*TASK REQUIREMENTS*
Could you copy out all of the records below word for word, leaving out the pictures?

*DATA FOR THE TASK*
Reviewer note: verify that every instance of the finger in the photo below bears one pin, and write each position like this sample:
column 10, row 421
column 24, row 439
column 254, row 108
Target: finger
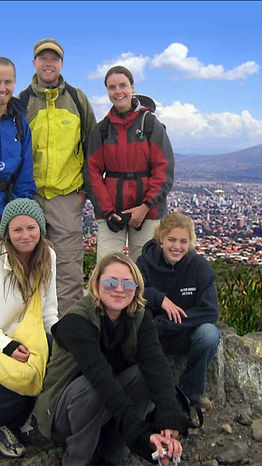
column 181, row 311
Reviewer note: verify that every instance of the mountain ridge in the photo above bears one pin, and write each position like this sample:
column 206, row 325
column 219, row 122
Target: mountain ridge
column 244, row 165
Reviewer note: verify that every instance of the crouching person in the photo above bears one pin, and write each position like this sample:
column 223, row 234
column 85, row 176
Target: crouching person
column 28, row 310
column 106, row 371
column 180, row 291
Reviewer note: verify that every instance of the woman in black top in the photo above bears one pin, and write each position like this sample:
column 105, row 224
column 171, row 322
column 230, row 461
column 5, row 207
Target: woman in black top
column 181, row 294
column 106, row 371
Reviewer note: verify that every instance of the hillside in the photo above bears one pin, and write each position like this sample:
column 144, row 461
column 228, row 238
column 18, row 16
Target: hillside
column 241, row 166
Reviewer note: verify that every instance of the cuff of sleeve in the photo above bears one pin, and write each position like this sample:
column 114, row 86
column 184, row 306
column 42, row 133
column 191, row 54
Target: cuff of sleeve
column 148, row 204
column 11, row 347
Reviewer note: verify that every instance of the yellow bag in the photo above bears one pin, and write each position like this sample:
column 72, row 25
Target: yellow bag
column 26, row 378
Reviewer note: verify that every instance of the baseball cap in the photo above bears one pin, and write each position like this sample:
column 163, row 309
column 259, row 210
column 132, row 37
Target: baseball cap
column 45, row 44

*SOLUTION TO THE PROBLEM*
Reviewer note: verify that every instance of the finger in the photo below bears one pin, and write each position like this sample:
column 10, row 421
column 24, row 439
column 254, row 108
Target: finger
column 181, row 311
Reviewer note: verify that every instance of the mountain ridge in the photo above bears one pin, and write each position like this sample:
column 206, row 325
column 219, row 122
Target: mountain ridge
column 244, row 165
Reviewer note: verify that every instance of the crouching person in the photo above bears one pin, and write each position like this sample:
column 223, row 234
column 85, row 176
Target: crouching person
column 28, row 310
column 106, row 371
column 180, row 291
Reviewer note: verify that every instance of the woman in black top in the photo above bears one pin, and write each position like this sample:
column 105, row 224
column 171, row 322
column 230, row 461
column 5, row 207
Target: woman in black top
column 181, row 294
column 106, row 371
Reviewer note: verify that every instance of the hillside in the photo above bears one pin, and write each position like this sample:
column 144, row 461
column 228, row 238
column 18, row 16
Target: hillside
column 241, row 166
Reviewer note: verify that every instance of the cuff of sleeve in the photo above bears one pin, and write each position like this sample:
column 114, row 86
column 184, row 306
column 42, row 133
column 191, row 54
Target: cuff of sleeve
column 148, row 204
column 11, row 347
Reviewer note: verify that every instance of the yellow bag in the photo above bears one pin, and write each position like this sample:
column 72, row 25
Target: yellow bag
column 26, row 378
Reviewer note: verify that every instance of the baseball cap in the photo above bears one pin, and write each position like this sample:
column 163, row 309
column 259, row 210
column 132, row 37
Target: baseball cap
column 45, row 44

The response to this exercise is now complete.